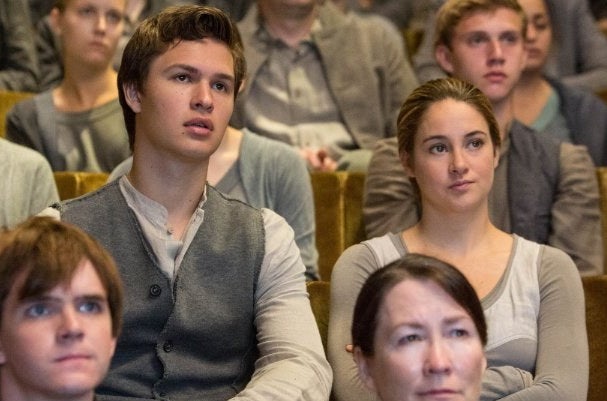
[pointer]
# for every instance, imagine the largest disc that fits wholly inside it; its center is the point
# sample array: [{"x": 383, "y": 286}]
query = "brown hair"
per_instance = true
[
  {"x": 157, "y": 33},
  {"x": 452, "y": 12},
  {"x": 416, "y": 105},
  {"x": 411, "y": 267},
  {"x": 50, "y": 252}
]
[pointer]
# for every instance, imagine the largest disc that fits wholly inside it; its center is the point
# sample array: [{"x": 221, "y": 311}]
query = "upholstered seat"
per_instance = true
[
  {"x": 72, "y": 184},
  {"x": 7, "y": 101},
  {"x": 595, "y": 290}
]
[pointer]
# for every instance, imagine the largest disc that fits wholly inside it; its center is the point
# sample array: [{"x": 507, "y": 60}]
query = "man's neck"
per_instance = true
[
  {"x": 289, "y": 24},
  {"x": 504, "y": 114}
]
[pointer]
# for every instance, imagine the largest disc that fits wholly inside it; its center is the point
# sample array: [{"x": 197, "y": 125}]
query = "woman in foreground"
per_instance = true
[
  {"x": 531, "y": 294},
  {"x": 418, "y": 331}
]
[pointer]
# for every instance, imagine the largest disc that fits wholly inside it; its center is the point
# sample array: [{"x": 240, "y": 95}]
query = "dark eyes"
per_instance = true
[{"x": 37, "y": 310}]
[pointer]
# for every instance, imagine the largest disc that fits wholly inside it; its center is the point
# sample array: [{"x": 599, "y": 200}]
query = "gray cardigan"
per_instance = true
[
  {"x": 579, "y": 55},
  {"x": 190, "y": 340},
  {"x": 367, "y": 71}
]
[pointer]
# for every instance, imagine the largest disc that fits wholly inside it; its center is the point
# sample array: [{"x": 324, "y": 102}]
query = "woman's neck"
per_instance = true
[
  {"x": 225, "y": 156},
  {"x": 531, "y": 95}
]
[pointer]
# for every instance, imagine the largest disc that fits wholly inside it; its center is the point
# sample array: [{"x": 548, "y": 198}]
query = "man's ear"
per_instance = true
[
  {"x": 53, "y": 21},
  {"x": 364, "y": 369},
  {"x": 131, "y": 95},
  {"x": 443, "y": 57}
]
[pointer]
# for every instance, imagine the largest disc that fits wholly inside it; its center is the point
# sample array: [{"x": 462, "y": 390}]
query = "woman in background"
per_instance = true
[
  {"x": 532, "y": 295},
  {"x": 79, "y": 125}
]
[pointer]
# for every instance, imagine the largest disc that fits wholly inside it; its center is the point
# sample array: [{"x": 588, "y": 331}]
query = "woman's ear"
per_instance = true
[
  {"x": 443, "y": 56},
  {"x": 131, "y": 95},
  {"x": 364, "y": 365}
]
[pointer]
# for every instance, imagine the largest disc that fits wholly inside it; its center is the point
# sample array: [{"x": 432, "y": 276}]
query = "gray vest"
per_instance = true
[
  {"x": 533, "y": 173},
  {"x": 197, "y": 339}
]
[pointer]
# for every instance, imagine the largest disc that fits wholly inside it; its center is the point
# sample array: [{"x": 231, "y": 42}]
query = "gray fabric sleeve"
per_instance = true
[
  {"x": 501, "y": 381},
  {"x": 561, "y": 372},
  {"x": 291, "y": 364},
  {"x": 348, "y": 276},
  {"x": 576, "y": 217},
  {"x": 390, "y": 200},
  {"x": 292, "y": 191}
]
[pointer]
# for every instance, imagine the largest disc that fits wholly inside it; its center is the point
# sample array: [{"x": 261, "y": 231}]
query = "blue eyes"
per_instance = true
[{"x": 41, "y": 309}]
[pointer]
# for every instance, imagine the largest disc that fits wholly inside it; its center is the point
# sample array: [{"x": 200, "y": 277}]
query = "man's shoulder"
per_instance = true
[{"x": 21, "y": 156}]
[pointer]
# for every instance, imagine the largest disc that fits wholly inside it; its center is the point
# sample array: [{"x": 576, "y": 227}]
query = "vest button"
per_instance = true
[{"x": 155, "y": 290}]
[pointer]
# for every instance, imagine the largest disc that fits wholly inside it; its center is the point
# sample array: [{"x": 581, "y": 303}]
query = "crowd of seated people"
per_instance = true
[{"x": 211, "y": 121}]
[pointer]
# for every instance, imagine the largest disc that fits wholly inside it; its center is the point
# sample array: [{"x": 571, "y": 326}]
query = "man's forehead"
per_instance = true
[{"x": 481, "y": 20}]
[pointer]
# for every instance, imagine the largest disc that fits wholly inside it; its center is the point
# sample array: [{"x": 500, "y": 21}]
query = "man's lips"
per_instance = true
[
  {"x": 460, "y": 184},
  {"x": 440, "y": 392}
]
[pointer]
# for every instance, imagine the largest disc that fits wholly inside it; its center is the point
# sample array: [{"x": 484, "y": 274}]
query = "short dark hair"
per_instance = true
[
  {"x": 452, "y": 12},
  {"x": 156, "y": 34},
  {"x": 411, "y": 267},
  {"x": 50, "y": 252}
]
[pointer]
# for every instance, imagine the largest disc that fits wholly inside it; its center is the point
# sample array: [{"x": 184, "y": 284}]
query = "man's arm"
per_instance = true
[
  {"x": 390, "y": 202},
  {"x": 588, "y": 49},
  {"x": 292, "y": 363},
  {"x": 576, "y": 216}
]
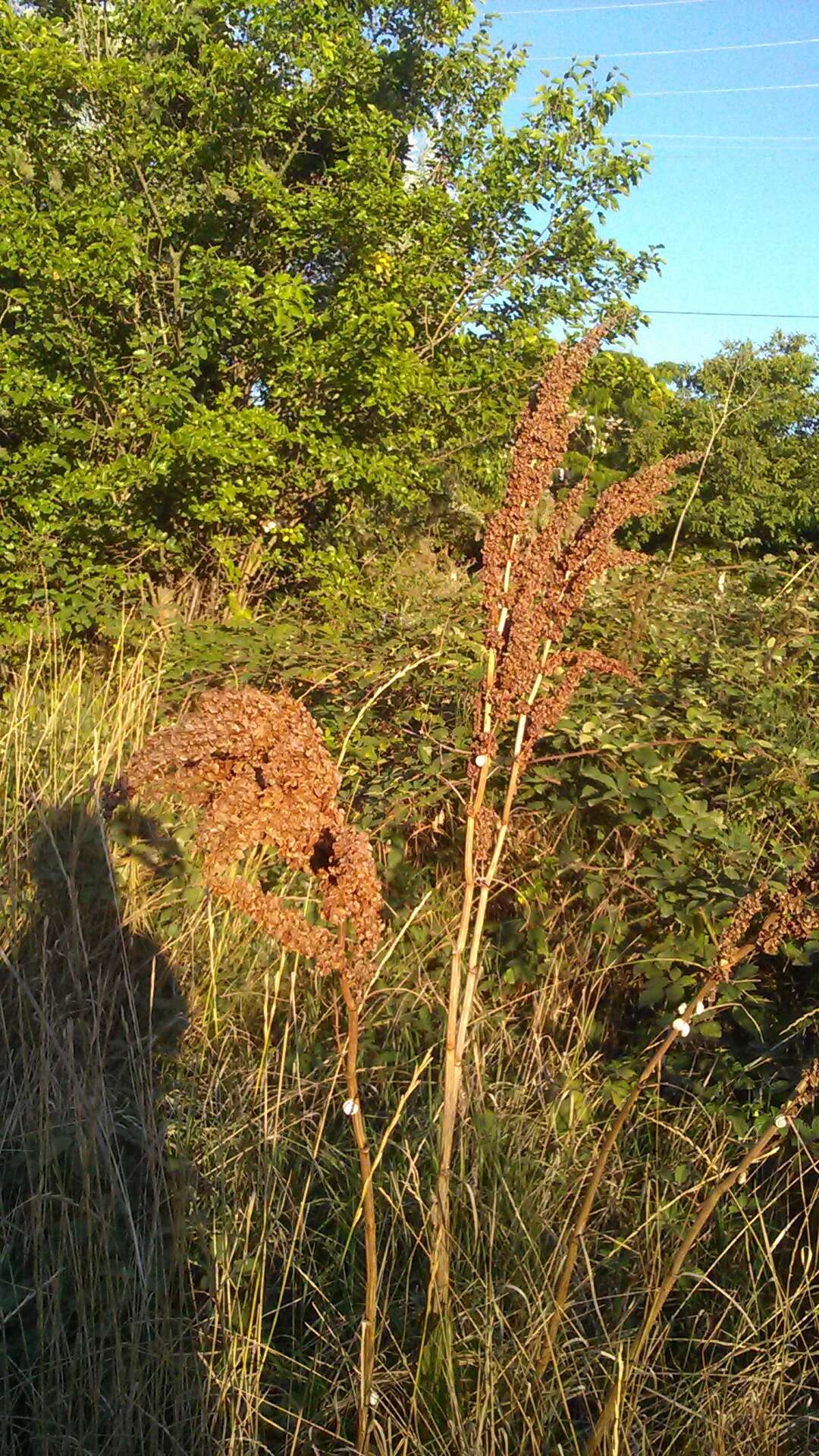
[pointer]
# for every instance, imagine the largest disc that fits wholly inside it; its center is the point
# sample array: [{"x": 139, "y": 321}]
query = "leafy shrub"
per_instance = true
[{"x": 259, "y": 270}]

• _WHAT TO WORK ON_: Transcribe the material exactly, leaving every picture out.

• _COMPLETE ANSWER_:
[pointer]
# for every instance, imagine the largest disc that fits wholly inside it; its center is the point
# sample array: [{"x": 383, "y": 286}]
query = "brown hair"
per_instance = true
[
  {"x": 157, "y": 33},
  {"x": 452, "y": 12},
  {"x": 416, "y": 105},
  {"x": 411, "y": 267},
  {"x": 50, "y": 252}
]
[pointer]
# for every instance, imagine the largest disc that fits wholly inside it; its center is the point
# sample array: [{"x": 221, "y": 311}]
query = "upholstered seat"
per_instance = true
[
  {"x": 72, "y": 184},
  {"x": 7, "y": 101},
  {"x": 595, "y": 290}
]
[pointer]
# for every instance, imagine the largest disc that fits wholly inside it; its center is the point
# sample array: [{"x": 507, "y": 60}]
query = "man's neck"
per_instance = true
[
  {"x": 289, "y": 24},
  {"x": 504, "y": 114}
]
[pointer]
# for every instance, imagine the largest disc that fits wholly inside it; its center is the point
# sample array: [{"x": 197, "y": 125}]
query = "woman in foreground"
per_instance = true
[
  {"x": 531, "y": 294},
  {"x": 418, "y": 331}
]
[pointer]
# for every instance, imagine the largest disc that fits wholly inside it; its center is the point
# sample array: [{"x": 240, "y": 95}]
query = "dark eyes"
per_instance = true
[{"x": 37, "y": 310}]
[pointer]
# for every instance, imagine the largest disc that fits wholly inside it; its center is the point
# sample array: [{"x": 599, "y": 200}]
query = "gray cardigan"
per_instance = true
[
  {"x": 579, "y": 55},
  {"x": 190, "y": 340},
  {"x": 367, "y": 71}
]
[pointer]
# for every instance, imagine the largest disc that fits wholly inside it; its center is the point
# sample array: [{"x": 324, "y": 102}]
query = "woman's neck"
per_instance = true
[
  {"x": 225, "y": 156},
  {"x": 531, "y": 95}
]
[pointer]
# for every instance, imagine the largest disc that fits wholly inside it; its center is the point
# sample array: [{"x": 548, "y": 198}]
query = "man's ear"
per_instance = true
[
  {"x": 53, "y": 21},
  {"x": 364, "y": 369},
  {"x": 131, "y": 95},
  {"x": 443, "y": 57}
]
[pointer]
# for every instance, imagine the largest disc that fits wholly inside it; its center is the point
# sample array: [{"x": 462, "y": 390}]
query = "woman in background"
per_instance = true
[
  {"x": 532, "y": 295},
  {"x": 79, "y": 125}
]
[pointer]
# for every instance, imagine the largest disc that fits wholly inside it; its center is the point
# sample array: [{"x": 588, "y": 331}]
query = "woman's ear"
per_instance = true
[
  {"x": 443, "y": 56},
  {"x": 131, "y": 95},
  {"x": 364, "y": 365}
]
[pointer]
# for every instance, imagine the largest disc that fits wholly inside it; its center is the point
# sample array: [{"x": 432, "y": 276}]
query = "gray vest"
per_instance = true
[
  {"x": 533, "y": 173},
  {"x": 197, "y": 339}
]
[pointer]
# for every instance, imagine the largest disc that fits wholly inside it; its center is the point
# sample array: [{"x": 231, "y": 42}]
query = "gray fabric sleeve"
per_instance = true
[
  {"x": 501, "y": 381},
  {"x": 561, "y": 372},
  {"x": 291, "y": 364},
  {"x": 348, "y": 276},
  {"x": 576, "y": 217},
  {"x": 390, "y": 200},
  {"x": 292, "y": 191}
]
[pointer]
# for every instance, imagine the largest disc that fits wholly inside it; its center is the point
# sample array: [{"x": 261, "y": 231}]
query = "blue eyes"
per_instance = true
[{"x": 41, "y": 309}]
[pointer]
# for every instance, imagine the largest disc that fits wholly inside it; its center is the point
# sample array: [{"x": 200, "y": 277}]
query = "man's shoulder"
per_instance = true
[{"x": 21, "y": 156}]
[pointer]
# for every instance, imagine the largest disc that fits wholly inside it; its center is the point
# sample array: [{"x": 576, "y": 227}]
query = "vest button"
per_instance = true
[{"x": 155, "y": 290}]
[pointer]
# for every instance, imagine the largest disc that fits wholly inside it; its center is the point
# sample array: [{"x": 581, "y": 303}]
query = "crowd of seated people"
per_instance = true
[{"x": 211, "y": 121}]
[pointer]
# for every instance, imagine the largest disc that fits wholly inside it; its center is the point
# sample array: [{"x": 571, "y": 326}]
query = "man's forehead"
per_instance = true
[{"x": 481, "y": 20}]
[pointer]
# for every instance, imagine the largest disc that fits wholly inside it; its center is the point
# sample array: [{"x": 500, "y": 21}]
query = "man's lips"
per_instance = true
[
  {"x": 460, "y": 184},
  {"x": 440, "y": 392}
]
[pointer]
# for every instance, imagine the largest disc that fits wholly inside it; its center is the point
# sample array: [{"x": 484, "y": 274}]
query = "short dark hair"
per_instance = true
[
  {"x": 452, "y": 12},
  {"x": 156, "y": 34},
  {"x": 411, "y": 267},
  {"x": 50, "y": 252}
]
[pointer]
# for every instance, imagine the largest disc that fits wholly inside it; its center is the point
# sample array: [{"x": 184, "y": 284}]
query = "man's arm"
per_instance = true
[
  {"x": 390, "y": 202},
  {"x": 588, "y": 49},
  {"x": 292, "y": 363},
  {"x": 576, "y": 216}
]
[pointer]
# for every instance, imagine the largest disc that fits wholly inside it; its center is the point
# sample array: [{"x": 139, "y": 321}]
query = "leafy shrub"
per_instance = true
[{"x": 259, "y": 270}]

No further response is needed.